[Records from a data collection]

"""

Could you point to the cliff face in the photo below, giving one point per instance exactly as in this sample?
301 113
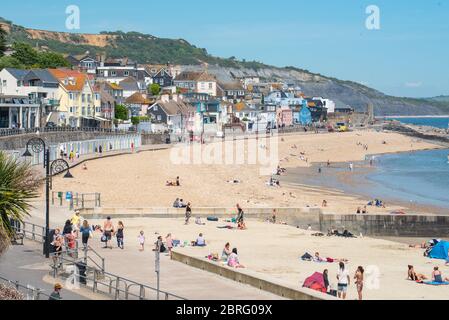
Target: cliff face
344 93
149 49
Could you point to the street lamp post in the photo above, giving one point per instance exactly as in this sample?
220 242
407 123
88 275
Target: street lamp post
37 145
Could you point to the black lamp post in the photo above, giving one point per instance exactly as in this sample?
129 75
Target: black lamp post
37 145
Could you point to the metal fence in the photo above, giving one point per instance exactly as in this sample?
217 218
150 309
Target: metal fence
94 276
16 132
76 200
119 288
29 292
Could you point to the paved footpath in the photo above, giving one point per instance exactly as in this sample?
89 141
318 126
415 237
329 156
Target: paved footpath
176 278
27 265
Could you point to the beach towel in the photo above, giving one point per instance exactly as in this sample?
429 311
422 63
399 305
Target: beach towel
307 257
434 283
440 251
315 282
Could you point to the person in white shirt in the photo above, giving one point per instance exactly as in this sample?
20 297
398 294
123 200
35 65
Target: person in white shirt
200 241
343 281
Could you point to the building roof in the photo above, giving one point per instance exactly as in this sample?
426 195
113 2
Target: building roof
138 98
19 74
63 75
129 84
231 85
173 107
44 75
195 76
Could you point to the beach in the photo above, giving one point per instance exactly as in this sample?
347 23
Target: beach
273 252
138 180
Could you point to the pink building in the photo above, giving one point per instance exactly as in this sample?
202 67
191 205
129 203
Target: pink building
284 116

"""

Give an exact copy of the entries, excluding all pictures.

Could you point to the cliff face in the photo below, giving one point per instance exactly as in this sample?
301 113
Target: cliff face
344 93
149 49
Could you point to the street lamp post in the photo above, giving one point per instance exactly as in this sample?
220 242
407 123
88 275
Target: street lamp post
37 145
Could you point to the black lamp post in the photo above, giving one point per instance exactly as in this sample?
129 75
Target: black lamp post
37 145
Could you point to the metal fence in the photo above, giving one point per instance exactly as in this sample?
217 218
150 309
Target: metal fence
94 276
16 132
76 200
119 288
29 292
Could you point to the paved footpath in the photo above, giving one point per instance exactly as in this sample?
89 141
318 126
415 237
329 156
Target: paved footpath
176 278
27 265
Could you point to the beach towel in the photo above, giving one point per instance exactly as in this sample?
429 311
422 63
399 305
Target: beach towel
307 257
434 283
440 251
315 282
Could you point to the person in white shirt in the photo above, giving one point per instance exactly as in this sample?
20 297
398 294
123 200
35 65
Target: person in white shirt
200 241
343 281
Could you point to the building roof in the photo above, giving one point per instance exactly as in this sample?
426 195
113 2
Target: building roof
138 98
19 74
63 75
129 84
231 85
173 107
44 75
195 76
Could you point to the beach in the photo above, giving one point per instance exactly as in this sample?
347 23
Target: beach
273 252
138 180
Could you point to the pink building in the photo above, giving one point per instance exactly as in this sample?
202 67
191 205
129 203
Target: pink building
284 116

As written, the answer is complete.